▸ Kutipan Sumber:
☆ ☆ ☆ ☆ ☆ ☆ ☆

Memasuki bulan September,
kita teringat akan sebuah peristiwa tewasnya seorang aktivis HAM dari Jawa
Timur bernama Munir, tepatnya pada 7 September 2004. Kasus Munir belum juga
menemui titik terang sama sekali selama 8 tahun, bahkan terkesan tidak diurus sama
sekali meskipun Susilo Bambang Yudhoyono (SBY) dalam kampanyenya menyatakan
akan memperjuangkan kasus ini jika terpilih sebagai RI-1. Pada kenyataannya,
SBY yang berhasil menjabat presiden untuk 2 periode tidak (atau belum)
memperjuangkan kasus Munir secara serius. Jauh sebelum kasus Munir, di tempat
yang jauh dari Indonesia, 96 fans Liverpool meninggal dunia secara tragis
akibat kecerobohan penyelenggara pertandingan FA Cup di Hillsborough. Peristiwa
ini rasanya jauh lebih parah dibandingkan kasus Munir. It’s my subjective view.
Beberapa hari yang lalu,
setelah 23 tahun, akhirnya Perdana Menteri Inggris secara gentle mengakui bahwa
#JFT96 merupakan kecerobohan dari pihak penyelenggara, bukan karena kesalahan
96 Liverpudlian. Bagi saya, #JFT96 bukan sekedar tragedi sepakbola, ini tragedi
kemanusiaan yang luar biasa. Menjadi makin luar biasa karena peristiwa ini
tidak pernah diusut secara serius selama 23 tahun, jauh lebih lama dibandingkan
kasus Munir.
Selama ini, kita selalu
berpikir bahwa Indonesia adalah negara yang lamban dalam penyelesaian hukum dan
hukum selalu tajam ke bawah, tumpul ke atas. Jika kita melihat #JFT96 maka kita
akan sadar bahwa Inggris jauh lebih parah dibandingkan Indonesia, mereka telah
menelantarkan kasus kematian 96 orang tanpa ada penyelesaian selama 23 tahun.
Luar biasa busuk! Tanpa bermaksud mengecilkan kasus Munir, saya merasa kasus
yang menewaskan 96 manusia jauh lebih penting untuk diperkarakan. Sekali lagi
saya tegaskan, #JFT96 bukan hanya tentang Liverpool, Liverpudlian, Inggris
maupun sepakbola, #JFT96 adalah sebuah tragedi kemanusiaan yang sengaja
ditelantarkan selama 23 tahun.
Pada 13 September 2012,
David Cameron sebagai Perdana Menteri Inggris meminta maaf kepada keluarga dari
96 korban yang didera kesedihan selama 23 tahun tanpa penyelesaian kasus yang
nyata. Cameron pun mengakui bahwa tragedi tersebut merupakan buah dari
kelalaian polisi dan penyelenggara serta kapasitas stadion yang tidak cukup
untuk menampung seluruh fans, bukan disebabkan oleh fans Liverpool yang meninggal.

☆ ☆ ☆ ☆ ☆ ☆ ☆

▸ Materi yang Ditampilkan:

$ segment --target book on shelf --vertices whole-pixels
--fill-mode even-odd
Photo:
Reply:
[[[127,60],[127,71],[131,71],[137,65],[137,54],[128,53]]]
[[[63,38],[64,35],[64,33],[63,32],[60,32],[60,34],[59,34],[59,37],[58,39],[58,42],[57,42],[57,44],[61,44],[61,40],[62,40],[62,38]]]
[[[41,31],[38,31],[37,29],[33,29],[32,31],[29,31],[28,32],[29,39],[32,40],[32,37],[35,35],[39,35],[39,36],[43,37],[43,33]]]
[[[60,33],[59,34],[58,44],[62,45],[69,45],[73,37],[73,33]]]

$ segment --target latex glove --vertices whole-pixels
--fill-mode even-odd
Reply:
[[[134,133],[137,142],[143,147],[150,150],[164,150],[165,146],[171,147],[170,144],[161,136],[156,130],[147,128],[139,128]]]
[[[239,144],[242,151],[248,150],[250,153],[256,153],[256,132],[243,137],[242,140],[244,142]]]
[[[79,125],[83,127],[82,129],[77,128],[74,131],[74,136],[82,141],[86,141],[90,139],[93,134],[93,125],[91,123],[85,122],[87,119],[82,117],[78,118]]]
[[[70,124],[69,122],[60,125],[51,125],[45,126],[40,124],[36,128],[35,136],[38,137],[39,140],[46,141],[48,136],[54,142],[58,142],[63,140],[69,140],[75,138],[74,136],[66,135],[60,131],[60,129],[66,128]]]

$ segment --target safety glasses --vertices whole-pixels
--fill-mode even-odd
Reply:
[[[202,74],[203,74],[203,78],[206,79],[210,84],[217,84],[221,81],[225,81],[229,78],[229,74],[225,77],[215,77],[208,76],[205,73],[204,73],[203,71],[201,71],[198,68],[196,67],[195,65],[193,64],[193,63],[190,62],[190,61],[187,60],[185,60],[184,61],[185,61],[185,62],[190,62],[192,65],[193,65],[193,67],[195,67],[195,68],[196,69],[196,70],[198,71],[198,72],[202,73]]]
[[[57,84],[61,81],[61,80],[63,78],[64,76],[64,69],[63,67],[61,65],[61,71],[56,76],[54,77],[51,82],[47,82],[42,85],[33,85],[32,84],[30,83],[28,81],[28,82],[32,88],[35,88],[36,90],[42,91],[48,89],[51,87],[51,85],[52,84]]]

☆ ☆ ☆ ☆ ☆ ☆ ☆

▸ Ketentuan Tugas:
a) Salin bagian teks tentang kasus Munir dan Hillsborough mulai dari "Luar biasa busuk!" sampai dengan "Liverpool yang meninggal.", termasuk kata-kata penutup itu.
b) Jawab pertanyaan berikut berdasarkan teks tentang kasus Munir dan Hillsborough:
(i) Pada tanggal berapa Munir tewas?
(ii) Berapa fans Liverpool yang meninggal dunia di Hillsborough?
(iii) Pada tanggal berapa David Cameron meminta maaf kepada keluarga korban?

▸ Jawaban Tiap Tugas:
a)
Luar biasa busuk! Tanpa bermaksud mengecilkan kasus Munir, saya merasa kasus
yang menewaskan 96 manusia jauh lebih penting untuk diperkarakan. Sekali lagi
saya tegaskan, #JFT96 bukan hanya tentang Liverpool, Liverpudlian, Inggris
maupun sepakbola, #JFT96 adalah sebuah tragedi kemanusiaan yang sengaja
ditelantarkan selama 23 tahun.
Pada 13 September 2012,
David Cameron sebagai Perdana Menteri Inggris meminta maaf kepada keluarga dari
96 korban yang didera kesedihan selama 23 tahun tanpa penyelesaian kasus yang
nyata. Cameron pun mengakui bahwa tragedi tersebut merupakan buah dari
kelalaian polisi dan penyelenggara serta kapasitas stadion yang tidak cukup
untuk menampung seluruh fans, bukan disebabkan oleh fans Liverpool yang meninggal.

b)
(i) 7 September 2004
(ii) 96 orang
(iii) 13 September 2012